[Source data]
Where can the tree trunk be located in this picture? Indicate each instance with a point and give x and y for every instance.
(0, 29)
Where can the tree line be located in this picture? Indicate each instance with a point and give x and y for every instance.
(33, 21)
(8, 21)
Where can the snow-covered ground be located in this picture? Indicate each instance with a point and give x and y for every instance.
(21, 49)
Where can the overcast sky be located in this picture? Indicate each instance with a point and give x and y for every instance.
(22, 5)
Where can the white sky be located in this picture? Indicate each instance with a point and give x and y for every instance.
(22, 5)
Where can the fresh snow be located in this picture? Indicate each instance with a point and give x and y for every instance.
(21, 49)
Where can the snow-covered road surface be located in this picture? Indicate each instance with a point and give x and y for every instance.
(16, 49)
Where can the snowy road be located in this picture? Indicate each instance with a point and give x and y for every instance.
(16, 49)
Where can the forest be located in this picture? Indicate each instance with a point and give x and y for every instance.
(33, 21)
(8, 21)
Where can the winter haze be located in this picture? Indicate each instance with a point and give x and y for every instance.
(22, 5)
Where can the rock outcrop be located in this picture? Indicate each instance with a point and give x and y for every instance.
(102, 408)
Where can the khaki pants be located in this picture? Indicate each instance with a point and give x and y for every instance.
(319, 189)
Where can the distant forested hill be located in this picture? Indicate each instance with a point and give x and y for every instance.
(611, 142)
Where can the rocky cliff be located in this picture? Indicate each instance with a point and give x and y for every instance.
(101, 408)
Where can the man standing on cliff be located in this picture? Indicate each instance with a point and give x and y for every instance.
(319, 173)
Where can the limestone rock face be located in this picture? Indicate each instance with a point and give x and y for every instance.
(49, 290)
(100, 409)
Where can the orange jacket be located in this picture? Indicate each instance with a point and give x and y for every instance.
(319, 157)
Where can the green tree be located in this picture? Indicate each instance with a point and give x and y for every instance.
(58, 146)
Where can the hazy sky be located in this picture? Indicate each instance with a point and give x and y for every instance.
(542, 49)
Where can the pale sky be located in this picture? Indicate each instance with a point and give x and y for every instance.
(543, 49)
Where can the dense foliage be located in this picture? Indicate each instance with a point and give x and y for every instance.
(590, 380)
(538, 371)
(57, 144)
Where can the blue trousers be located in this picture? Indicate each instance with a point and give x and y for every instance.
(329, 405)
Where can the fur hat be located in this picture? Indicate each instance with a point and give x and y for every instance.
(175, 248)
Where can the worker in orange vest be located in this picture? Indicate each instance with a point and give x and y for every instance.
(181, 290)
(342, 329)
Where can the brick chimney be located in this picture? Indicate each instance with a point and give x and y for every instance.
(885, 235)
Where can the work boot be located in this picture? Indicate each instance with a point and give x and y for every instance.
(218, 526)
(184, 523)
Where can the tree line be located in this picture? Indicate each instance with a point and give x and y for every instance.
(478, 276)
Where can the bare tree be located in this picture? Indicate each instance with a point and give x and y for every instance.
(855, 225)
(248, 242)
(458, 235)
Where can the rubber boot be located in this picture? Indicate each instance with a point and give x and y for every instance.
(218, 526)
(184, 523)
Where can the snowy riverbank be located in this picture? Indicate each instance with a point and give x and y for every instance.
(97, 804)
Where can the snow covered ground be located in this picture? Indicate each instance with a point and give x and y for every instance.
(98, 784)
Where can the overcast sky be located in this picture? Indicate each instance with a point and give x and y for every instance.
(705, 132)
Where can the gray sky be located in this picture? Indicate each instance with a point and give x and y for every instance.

§ **Assigned task**
Write an exact transcription of every entry above.

§ **Answer to this task**
Where can the tree trunk be located in this picture? Indicate each instance with a point and give x and y for every instance.
(0, 29)
Where can the tree line be located in this picture? Indicate each instance with a point and give x and y for every instance.
(33, 21)
(8, 21)
Where can the snow-covered ground be located in this picture? Indicate each instance with a point and give x and y for every instance.
(21, 49)
Where can the overcast sky be located in this picture? Indicate each instance with a point and give x and y for every instance.
(22, 5)
Where can the white sky be located in this picture? Indicate each instance with a point and give x and y for every instance.
(22, 5)
Where can the fresh snow be located in this picture? Indicate each instance with a point and give x and y for every instance.
(21, 49)
Where can the snow-covered road surface be located in this picture? Indicate each instance with a point and give x and y for every instance.
(16, 49)
Where can the snowy road be located in this picture? Indicate each instance with a point and give x and y for every instance.
(16, 49)
Where can the forest be located in this picture? Indicate each instance with a point and give x and y for every instance.
(33, 21)
(8, 21)
Where can the winter haze be located in this picture? Indicate each instance with a point and give x and y for every instance.
(22, 5)
Where can the rock outcrop be located in this picture? Indicate each instance with a point and give x and y for every instance.
(102, 408)
Where can the khaki pants be located in this picture? Indicate each instance with a point and give x and y for every instance.
(319, 189)
Where can the distant forested hill be located in this picture? Indicate each instance with a point and give x and y for every instance.
(611, 142)
Where can the rocky cliff be located in this picture? Indicate each instance with a point and give x and y for every instance.
(101, 408)
Where can the man standing on cliff be located in this picture? Indicate each instance with a point and give x and y for every instance.
(319, 173)
Where can the limestone rock face be located in this picture? Indicate each instance with a point and give x and y for every instance.
(49, 290)
(100, 409)
Where can the orange jacket be located in this picture? Indicate each instance with a point and give x and y for every instance.
(319, 157)
Where can the green tree be located in this picture? Indicate each instance with a point and give x and y for every instance.
(58, 146)
Where can the hazy sky be located in this picture? Indicate each instance with a point and give x and y for every instance.
(542, 49)
Where can the pale sky be located in this picture? Indicate each instance with a point and give x and y for every instance.
(543, 49)
Where can the dense foliage be located in this picture? Indicate each instance with a point and give x and y for every instance.
(590, 380)
(538, 371)
(57, 144)
Where can the blue trousers be located in this picture? Indicate each instance with a point and give x and y for every instance.
(329, 405)
Where can the fur hat be located in this picture? Indicate each instance with a point and give x and y for every instance.
(175, 248)
Where can the worker in orange vest be located in this picture? Indicate each instance with a point and give x and y for every instance.
(181, 290)
(342, 329)
Where can the brick chimney be located in this picture? Indicate each instance with a point and give x and y for every instance.
(885, 235)
Where can the work boot be located in this picture? Indicate each instance with a point and give x and y for every instance.
(218, 526)
(184, 523)
Where can the tree line be located in this picture? Indicate each instance with a point and give x and y for every instance.
(478, 276)
Where can the bare tree be located in this picture? Indicate each instance with a point and give x and y for every instance.
(855, 225)
(248, 242)
(458, 235)
Where can the rubber boot be located in this picture? Indicate each instance with a point and give x and y for every instance.
(218, 526)
(184, 523)
Where can the snowy riverbank be located in this picture? Indicate each instance with a point and give x and y for every instance.
(97, 804)
Where can the snow covered ground be located in this picture? Indicate each instance with a point and give x and y for every instance.
(98, 784)
Where can the overcast sky be located in this picture? Indicate each instance with a point and give x and y for every instance.
(705, 132)
Where can the gray sky be located in this picture? Indicate each instance with a point and give x and y for every instance.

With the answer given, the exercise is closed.